Task statement: In the listing below, locate the line containing "Target = tree line" and the line containing "Put a pin on every instance of the rock outcrop". Output both of them and every line between, exactly as written, and nothing more.

Data for this exercise:

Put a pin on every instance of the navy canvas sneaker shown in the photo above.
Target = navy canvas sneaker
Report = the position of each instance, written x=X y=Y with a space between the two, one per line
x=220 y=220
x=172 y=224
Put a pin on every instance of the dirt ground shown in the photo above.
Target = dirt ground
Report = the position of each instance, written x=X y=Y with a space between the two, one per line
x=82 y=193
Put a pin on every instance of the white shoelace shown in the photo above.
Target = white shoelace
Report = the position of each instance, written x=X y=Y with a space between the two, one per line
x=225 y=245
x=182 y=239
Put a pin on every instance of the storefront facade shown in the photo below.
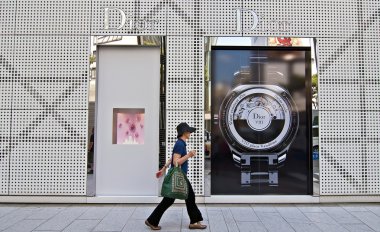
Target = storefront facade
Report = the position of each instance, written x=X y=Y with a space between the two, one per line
x=44 y=88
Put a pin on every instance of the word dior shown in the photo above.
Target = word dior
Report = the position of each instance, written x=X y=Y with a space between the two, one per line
x=140 y=24
x=259 y=23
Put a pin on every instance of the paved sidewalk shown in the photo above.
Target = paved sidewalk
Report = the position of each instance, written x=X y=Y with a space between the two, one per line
x=219 y=218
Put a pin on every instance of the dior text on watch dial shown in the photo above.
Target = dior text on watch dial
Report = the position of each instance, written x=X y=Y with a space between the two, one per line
x=258 y=118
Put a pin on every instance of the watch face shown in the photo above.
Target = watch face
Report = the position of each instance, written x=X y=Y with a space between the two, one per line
x=259 y=118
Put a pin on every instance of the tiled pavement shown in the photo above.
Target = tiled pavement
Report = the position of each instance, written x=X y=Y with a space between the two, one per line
x=219 y=218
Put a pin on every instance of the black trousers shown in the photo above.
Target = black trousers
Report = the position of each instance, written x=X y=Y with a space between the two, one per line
x=192 y=209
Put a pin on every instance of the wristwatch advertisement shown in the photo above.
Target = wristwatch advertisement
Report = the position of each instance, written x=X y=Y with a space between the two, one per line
x=260 y=120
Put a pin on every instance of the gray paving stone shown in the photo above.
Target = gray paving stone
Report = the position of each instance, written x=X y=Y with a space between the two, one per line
x=24 y=226
x=244 y=214
x=370 y=219
x=142 y=212
x=81 y=226
x=138 y=225
x=274 y=222
x=46 y=213
x=185 y=228
x=321 y=218
x=331 y=227
x=353 y=208
x=340 y=215
x=229 y=220
x=216 y=221
x=174 y=217
x=304 y=227
x=309 y=208
x=16 y=216
x=115 y=220
x=95 y=213
x=63 y=219
x=204 y=212
x=251 y=227
x=292 y=214
x=357 y=227
x=4 y=210
x=374 y=209
x=264 y=209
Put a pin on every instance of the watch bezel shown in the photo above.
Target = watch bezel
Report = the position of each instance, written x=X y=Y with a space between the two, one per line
x=234 y=96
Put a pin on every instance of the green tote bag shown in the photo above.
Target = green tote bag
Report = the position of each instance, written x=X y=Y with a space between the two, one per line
x=175 y=184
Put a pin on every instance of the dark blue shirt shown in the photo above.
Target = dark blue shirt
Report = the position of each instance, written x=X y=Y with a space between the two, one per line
x=180 y=148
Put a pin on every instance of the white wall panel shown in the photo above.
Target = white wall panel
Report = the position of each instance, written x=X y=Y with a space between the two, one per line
x=218 y=17
x=349 y=163
x=371 y=18
x=281 y=17
x=6 y=71
x=5 y=119
x=185 y=101
x=65 y=17
x=49 y=150
x=51 y=71
x=7 y=16
x=184 y=18
x=145 y=17
x=48 y=68
x=338 y=18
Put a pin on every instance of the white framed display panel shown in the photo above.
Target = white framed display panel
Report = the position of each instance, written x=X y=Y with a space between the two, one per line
x=46 y=65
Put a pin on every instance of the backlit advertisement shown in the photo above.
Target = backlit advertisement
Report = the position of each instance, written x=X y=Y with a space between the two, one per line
x=261 y=110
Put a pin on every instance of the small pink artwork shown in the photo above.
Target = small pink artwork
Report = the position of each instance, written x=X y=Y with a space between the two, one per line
x=129 y=126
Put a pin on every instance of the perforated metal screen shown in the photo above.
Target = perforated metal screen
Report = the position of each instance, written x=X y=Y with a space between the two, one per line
x=44 y=81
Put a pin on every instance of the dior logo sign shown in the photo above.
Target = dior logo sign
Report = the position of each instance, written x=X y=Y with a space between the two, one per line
x=128 y=21
x=255 y=19
x=259 y=23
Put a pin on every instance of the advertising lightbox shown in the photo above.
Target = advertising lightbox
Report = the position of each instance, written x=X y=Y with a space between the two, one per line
x=261 y=123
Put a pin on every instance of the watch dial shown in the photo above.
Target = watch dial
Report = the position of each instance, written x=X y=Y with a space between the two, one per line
x=259 y=118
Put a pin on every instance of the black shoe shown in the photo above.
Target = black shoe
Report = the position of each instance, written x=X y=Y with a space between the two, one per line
x=152 y=226
x=197 y=226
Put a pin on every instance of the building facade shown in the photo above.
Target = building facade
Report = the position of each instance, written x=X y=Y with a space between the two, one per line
x=44 y=86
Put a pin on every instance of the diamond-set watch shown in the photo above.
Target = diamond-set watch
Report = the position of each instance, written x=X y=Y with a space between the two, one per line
x=259 y=123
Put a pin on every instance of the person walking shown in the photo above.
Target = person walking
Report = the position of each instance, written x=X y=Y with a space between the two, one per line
x=180 y=156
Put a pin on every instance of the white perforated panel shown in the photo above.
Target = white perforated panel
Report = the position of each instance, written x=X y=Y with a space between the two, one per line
x=5 y=116
x=145 y=17
x=371 y=22
x=51 y=72
x=338 y=18
x=217 y=17
x=65 y=17
x=184 y=18
x=350 y=165
x=48 y=152
x=185 y=99
x=6 y=71
x=281 y=17
x=7 y=16
x=185 y=73
x=340 y=88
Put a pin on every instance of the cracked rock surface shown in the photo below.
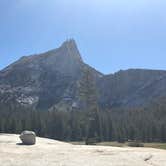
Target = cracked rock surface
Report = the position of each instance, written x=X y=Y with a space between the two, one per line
x=49 y=152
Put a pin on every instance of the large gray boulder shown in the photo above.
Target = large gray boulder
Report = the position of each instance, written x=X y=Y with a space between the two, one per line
x=28 y=137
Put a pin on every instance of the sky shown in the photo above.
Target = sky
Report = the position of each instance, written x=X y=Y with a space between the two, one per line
x=110 y=34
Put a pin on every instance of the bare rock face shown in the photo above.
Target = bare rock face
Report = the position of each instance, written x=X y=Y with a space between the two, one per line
x=28 y=137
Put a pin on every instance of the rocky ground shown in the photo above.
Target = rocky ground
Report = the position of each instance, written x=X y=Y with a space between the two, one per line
x=49 y=152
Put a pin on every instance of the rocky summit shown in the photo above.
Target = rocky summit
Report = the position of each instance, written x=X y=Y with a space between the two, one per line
x=49 y=81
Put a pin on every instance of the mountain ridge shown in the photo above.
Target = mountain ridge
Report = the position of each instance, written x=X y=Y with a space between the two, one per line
x=49 y=81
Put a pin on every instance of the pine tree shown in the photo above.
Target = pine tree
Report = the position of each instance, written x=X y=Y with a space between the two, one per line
x=89 y=102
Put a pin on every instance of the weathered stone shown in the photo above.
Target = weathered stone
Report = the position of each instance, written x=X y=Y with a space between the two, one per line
x=28 y=137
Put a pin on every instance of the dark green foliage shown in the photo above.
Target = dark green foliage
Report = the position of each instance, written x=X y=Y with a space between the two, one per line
x=89 y=101
x=140 y=125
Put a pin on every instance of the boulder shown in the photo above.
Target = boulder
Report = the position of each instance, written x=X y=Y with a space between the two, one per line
x=28 y=137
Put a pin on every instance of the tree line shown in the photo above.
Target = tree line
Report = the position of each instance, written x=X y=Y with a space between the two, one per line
x=144 y=124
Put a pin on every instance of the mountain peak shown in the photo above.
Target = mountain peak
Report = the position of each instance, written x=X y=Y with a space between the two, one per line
x=72 y=49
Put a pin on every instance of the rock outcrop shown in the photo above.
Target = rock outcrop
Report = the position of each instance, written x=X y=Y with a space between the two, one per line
x=28 y=137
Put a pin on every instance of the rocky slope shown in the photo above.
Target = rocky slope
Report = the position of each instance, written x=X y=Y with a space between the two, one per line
x=50 y=81
x=44 y=81
x=50 y=152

Answer section:
Target = tree line
Report = the position of each instance, written x=X y=Y with a space between the two, one per line
x=144 y=124
Put a pin on every instance of the mountain peak shown in the photo above.
Target = mountain peak
Report = the position of each instance, written x=X y=Y with a space between the two, one per line
x=72 y=49
Put a pin on every instance of the rock outcrop shown in the photo above.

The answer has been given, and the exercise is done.